Rewrite all of the items below as a single numbered list, leaving out any blank lines and omitting the pictures.

** BEGIN **

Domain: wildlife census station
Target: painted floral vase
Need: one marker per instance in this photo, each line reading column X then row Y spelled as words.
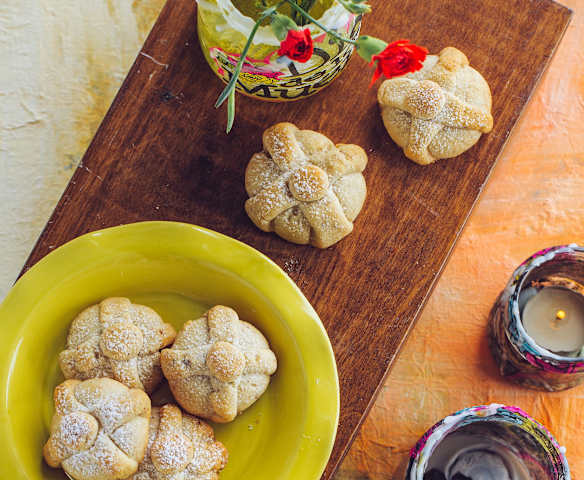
column 223, row 30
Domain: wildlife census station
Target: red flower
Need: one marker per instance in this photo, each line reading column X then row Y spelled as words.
column 297, row 45
column 397, row 59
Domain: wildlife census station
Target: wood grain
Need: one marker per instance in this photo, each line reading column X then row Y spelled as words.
column 161, row 154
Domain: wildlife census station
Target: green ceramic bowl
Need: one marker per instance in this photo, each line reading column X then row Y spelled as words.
column 179, row 270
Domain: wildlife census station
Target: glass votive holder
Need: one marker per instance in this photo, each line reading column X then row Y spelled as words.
column 519, row 357
column 490, row 442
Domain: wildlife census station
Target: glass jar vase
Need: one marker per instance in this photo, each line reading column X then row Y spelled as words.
column 223, row 31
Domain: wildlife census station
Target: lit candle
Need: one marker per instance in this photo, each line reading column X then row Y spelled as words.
column 554, row 319
column 536, row 327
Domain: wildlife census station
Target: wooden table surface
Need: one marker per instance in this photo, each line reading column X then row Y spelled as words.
column 534, row 199
column 379, row 466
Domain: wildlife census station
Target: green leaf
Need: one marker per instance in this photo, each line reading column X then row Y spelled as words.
column 281, row 24
column 368, row 46
column 230, row 111
column 357, row 7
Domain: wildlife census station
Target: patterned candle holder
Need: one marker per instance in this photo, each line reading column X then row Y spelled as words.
column 508, row 443
column 519, row 358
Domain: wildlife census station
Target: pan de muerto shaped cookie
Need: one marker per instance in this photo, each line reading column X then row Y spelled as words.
column 180, row 447
column 119, row 340
column 218, row 366
column 438, row 112
column 99, row 429
column 304, row 187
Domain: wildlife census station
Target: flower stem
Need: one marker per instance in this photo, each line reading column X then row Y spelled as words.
column 305, row 14
column 231, row 85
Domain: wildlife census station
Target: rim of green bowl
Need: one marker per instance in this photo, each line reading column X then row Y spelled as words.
column 29, row 289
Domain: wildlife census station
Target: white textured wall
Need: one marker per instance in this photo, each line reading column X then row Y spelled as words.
column 61, row 63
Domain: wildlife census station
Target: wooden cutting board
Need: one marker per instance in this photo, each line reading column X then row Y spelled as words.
column 161, row 154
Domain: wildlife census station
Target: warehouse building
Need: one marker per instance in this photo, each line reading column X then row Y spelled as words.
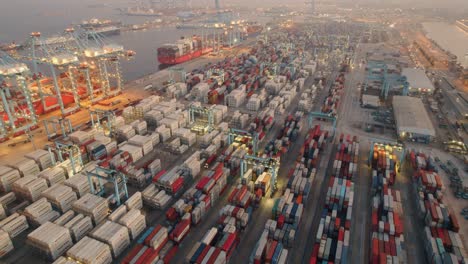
column 412, row 120
column 418, row 81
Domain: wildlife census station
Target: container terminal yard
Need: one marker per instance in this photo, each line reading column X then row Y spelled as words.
column 318, row 139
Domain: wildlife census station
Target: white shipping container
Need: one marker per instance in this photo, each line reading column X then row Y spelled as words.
column 6, row 245
column 7, row 177
column 114, row 235
column 52, row 239
column 90, row 251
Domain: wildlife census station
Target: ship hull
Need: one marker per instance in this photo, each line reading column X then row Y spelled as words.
column 112, row 32
column 183, row 58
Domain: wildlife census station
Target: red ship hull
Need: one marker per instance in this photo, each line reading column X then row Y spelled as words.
column 181, row 59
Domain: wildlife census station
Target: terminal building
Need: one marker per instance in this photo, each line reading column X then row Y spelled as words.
column 418, row 81
column 412, row 120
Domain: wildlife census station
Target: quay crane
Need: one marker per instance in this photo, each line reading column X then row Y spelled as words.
column 99, row 55
column 53, row 53
column 18, row 114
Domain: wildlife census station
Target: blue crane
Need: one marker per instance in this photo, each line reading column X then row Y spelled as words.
column 16, row 97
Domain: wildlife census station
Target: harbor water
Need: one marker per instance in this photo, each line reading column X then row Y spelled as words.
column 450, row 38
column 51, row 17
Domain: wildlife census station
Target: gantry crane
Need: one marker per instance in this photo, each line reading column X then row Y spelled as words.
column 62, row 63
column 253, row 137
column 378, row 72
column 99, row 55
column 116, row 177
column 98, row 117
column 66, row 152
column 319, row 115
column 55, row 125
column 207, row 116
column 17, row 111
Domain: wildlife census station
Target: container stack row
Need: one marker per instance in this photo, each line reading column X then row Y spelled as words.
column 332, row 101
column 332, row 238
column 387, row 239
column 442, row 241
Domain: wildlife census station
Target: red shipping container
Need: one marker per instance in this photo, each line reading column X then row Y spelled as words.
column 454, row 222
column 271, row 251
column 153, row 254
column 159, row 175
column 375, row 250
column 230, row 244
column 214, row 256
column 152, row 234
column 143, row 257
column 202, row 182
column 170, row 254
column 232, row 195
column 202, row 254
column 171, row 214
column 177, row 185
column 128, row 258
column 281, row 220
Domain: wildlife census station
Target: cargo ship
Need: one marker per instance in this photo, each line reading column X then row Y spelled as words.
column 108, row 31
column 10, row 47
column 183, row 50
column 95, row 23
column 139, row 11
column 462, row 24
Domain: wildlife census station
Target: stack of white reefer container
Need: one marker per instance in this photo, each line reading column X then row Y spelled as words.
column 6, row 246
column 131, row 114
column 185, row 135
column 60, row 196
column 40, row 212
column 64, row 218
column 164, row 133
column 135, row 152
column 125, row 131
column 26, row 167
column 222, row 109
column 93, row 206
column 79, row 226
column 180, row 117
column 14, row 225
column 7, row 177
column 273, row 86
column 135, row 201
column 79, row 184
column 239, row 120
column 29, row 187
column 117, row 213
column 155, row 198
column 141, row 127
column 153, row 117
column 254, row 103
column 143, row 106
column 155, row 167
column 200, row 91
column 192, row 164
column 118, row 122
column 136, row 177
column 169, row 123
column 236, row 98
column 144, row 142
column 114, row 235
column 53, row 175
column 51, row 239
column 41, row 157
column 177, row 90
column 79, row 137
column 90, row 251
column 135, row 222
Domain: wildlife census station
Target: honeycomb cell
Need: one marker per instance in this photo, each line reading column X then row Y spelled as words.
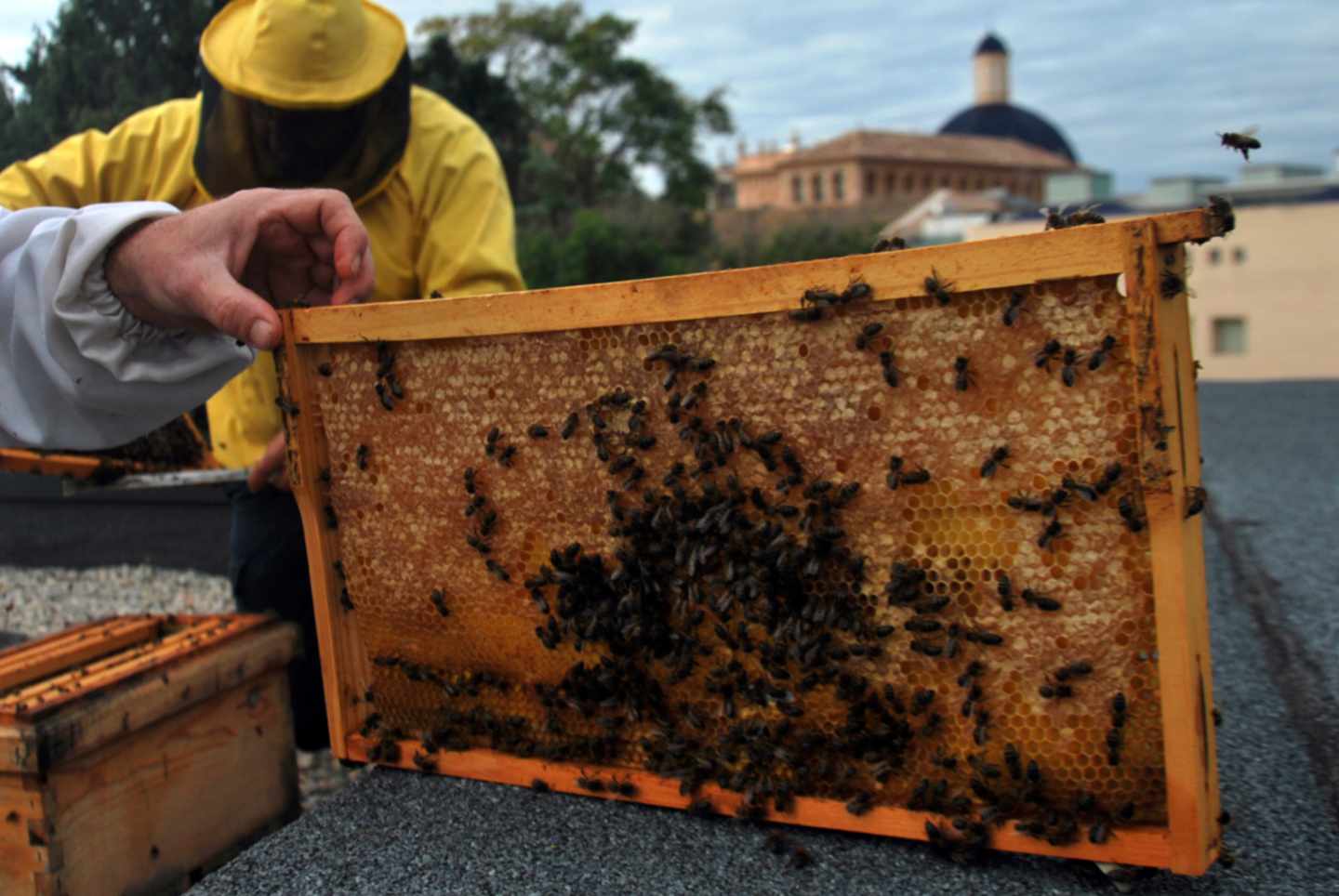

** END **

▶ **FINAL RESULT**
1. Domain: wildlife census station
2. Target: painted floral vase
3. Need: one marker per instance in this photo, each line reading column X then row Y spelled as words.
4. column 223, row 30
5. Domain: wildlife census station
6. Target: red flower
7. Need: one marker per instance in this photo, each line reading column X then row Y spelled as words.
8. column 297, row 45
9. column 397, row 59
10. Domain: wildlife census station
11. Target: wood grain
12. Need: one marker per instance in this photo, each line reading column X then row Y spelled as words.
13. column 161, row 154
14. Domain: wildlife census station
15. Target: green ceramic bowl
16. Need: one marker per instance in this photo, each line reading column X then row Y spelled as words.
17. column 179, row 270
18. Domain: wildlife census station
19. Target: glass votive holder
20. Need: one marker per instance in this photo, each line reading column X then row Y spelled as words.
21. column 519, row 357
22. column 490, row 442
23. Domain: wildlife census station
24. Target: glass jar vase
25. Need: one marker per instance in this photo, each line reading column X then row Y spelled as words.
26. column 223, row 31
27. Domain: wildlife census station
28. Target: lit candle
29. Need: one marker per instance in this photo, each line reading column X then row Y spelled as words.
30. column 554, row 319
31. column 536, row 327
32. Domain: wildlife census station
33. Target: wooden table surface
34. Need: one marker per instance in this photo, each line reading column X then row Y spelled as words.
35. column 534, row 199
36. column 379, row 466
37. Domain: wildlife census station
38. Target: green leaf
39. Need: one marker per instance in this photo, each line reading column X then row Y spelled as words.
40. column 281, row 24
41. column 368, row 46
42. column 230, row 111
43. column 357, row 7
44. Domain: wildlife census station
45. Target: patterned candle holder
46. Need: one marker per instance in this photo, each line reading column X then row Y spelled as words.
47. column 508, row 443
48. column 519, row 358
49. Domain: wildlife census station
50. Target: pan de muerto shaped cookie
51. Need: one marker per instance in this photo, each line reading column X then row Y spelled as words.
52. column 180, row 447
53. column 119, row 340
54. column 218, row 366
55. column 438, row 112
56. column 99, row 429
57. column 304, row 187
58. Domain: wildlife census station
59. Target: flower stem
60. Need: one marker per instance in this photo, each line reading column X then row Y spelled as words.
61. column 305, row 14
62. column 231, row 85
63. Domain: wildlife census station
64. Target: rim of green bowl
65. Need: one marker per instance in this photo, each line reading column X then row Y spelled as words.
66. column 29, row 289
67. Domain: wildlife census station
68. Target: white textured wall
69. Need: one marker per instance in this photo, each line reading column X then row Y spelled as words.
70. column 61, row 63
71. Domain: wildlife census station
72. Target: wooden cutting board
73. Need: one marker per instance in this photo, each line reading column X then row Y spelled as words.
74. column 161, row 154
75. Domain: wildlife census station
76. Target: warehouse building
77. Need: one marker per instance in this photo, each line reading column X then row Y spelled as words.
78. column 412, row 120
79. column 418, row 81
80. Domain: wildlife census station
81. Target: container terminal yard
82. Need: one marker per instance in this photo, each line reading column X then row Y spelled as words.
83. column 318, row 139
84. Domain: wildlife census station
85. Target: white shipping container
86. Need: one marker per instance in this photo, each line reading column X then row Y spelled as words.
87. column 6, row 245
88. column 7, row 177
89. column 114, row 235
90. column 52, row 239
91. column 90, row 251
92. Domain: wildlife census station
93. Target: ship hull
94. Need: one marker per instance in this photo, each line reading column X then row Y spelled as words.
95. column 112, row 32
96. column 183, row 58
97. Domain: wildlife census station
98. Target: red ship hull
99. Need: one marker per instance in this photo, each line reading column X then row Y spelled as words.
100. column 181, row 59
101. Domain: wildlife census station
102. Target: terminal building
103. Need: one marker per instance in this photo, each line reading column X then row Y spelled as words.
104. column 418, row 81
105. column 412, row 120
106. Domain: wildlife census station
107. Target: quay crane
108. Need: one marker per instance in this photo, each line reading column X then row Y spelled as words.
109. column 99, row 55
110. column 53, row 53
111. column 18, row 114
112. Domain: wildlife census station
113. Target: blue crane
114. Need: one marker per instance in this photo, each line reading column X then row Y spelled as words.
115. column 16, row 97
116. Domain: wildlife census station
117. Target: harbor water
118. Need: one marker per instance in this photo, each line reading column X then row Y spelled as words.
119. column 450, row 38
120. column 51, row 17
121. Domain: wildlife census station
122. Target: gantry crane
123. Need: one marker per instance in this photo, each line reading column X then row Y spelled as words.
124. column 62, row 63
125. column 253, row 137
126. column 378, row 72
127. column 99, row 55
128. column 116, row 177
129. column 98, row 117
130. column 66, row 152
131. column 319, row 115
132. column 55, row 125
133. column 207, row 116
134. column 17, row 111
135. Domain: wildlife census station
136. Target: container stack row
137. Need: one marker per instance in this photo, each line reading column X then row Y spelled as words.
138. column 332, row 101
139. column 332, row 238
140. column 387, row 239
141. column 442, row 241
142. Domain: wildlife census station
143. Target: red shipping container
144. Need: one marker per instance in this photo, each line reading column X then row Y spelled as words.
145. column 454, row 222
146. column 271, row 251
147. column 153, row 254
148. column 159, row 175
149. column 375, row 250
150. column 230, row 244
151. column 214, row 256
152. column 152, row 234
153. column 143, row 257
154. column 202, row 182
155. column 170, row 254
156. column 232, row 195
157. column 202, row 254
158. column 171, row 214
159. column 177, row 185
160. column 128, row 258
161. column 281, row 220
162. Domain: wildlife census station
163. Target: cargo ship
164. Need: one marker per instance in this photo, each line reading column X then row Y spelled as words.
165. column 108, row 31
166. column 10, row 47
167. column 183, row 50
168. column 95, row 23
169. column 139, row 11
170. column 462, row 24
171. Domain: wildlife census station
172. Target: stack of white reefer container
173. Need: one marker per instance in this photo, each line reading column X then row Y spelled as words.
174. column 6, row 246
175. column 131, row 114
176. column 185, row 135
177. column 60, row 196
178. column 40, row 212
179. column 64, row 218
180. column 164, row 133
181. column 135, row 152
182. column 125, row 131
183. column 26, row 167
184. column 222, row 109
185. column 93, row 206
186. column 79, row 226
187. column 180, row 117
188. column 14, row 225
189. column 7, row 177
190. column 273, row 86
191. column 135, row 201
192. column 79, row 184
193. column 239, row 120
194. column 29, row 187
195. column 117, row 213
196. column 155, row 198
197. column 141, row 127
198. column 153, row 117
199. column 254, row 103
200. column 143, row 106
201. column 155, row 167
202. column 200, row 91
203. column 192, row 164
204. column 118, row 122
205. column 136, row 177
206. column 169, row 123
207. column 236, row 98
208. column 144, row 142
209. column 114, row 235
210. column 53, row 175
211. column 51, row 239
212. column 41, row 157
213. column 177, row 90
214. column 79, row 137
215. column 90, row 251
216. column 135, row 222
217. Domain: wildlife census station
218. Target: honeycomb cell
219. Need: one marker per instance in this photo, each line reading column X then row Y spelled as words.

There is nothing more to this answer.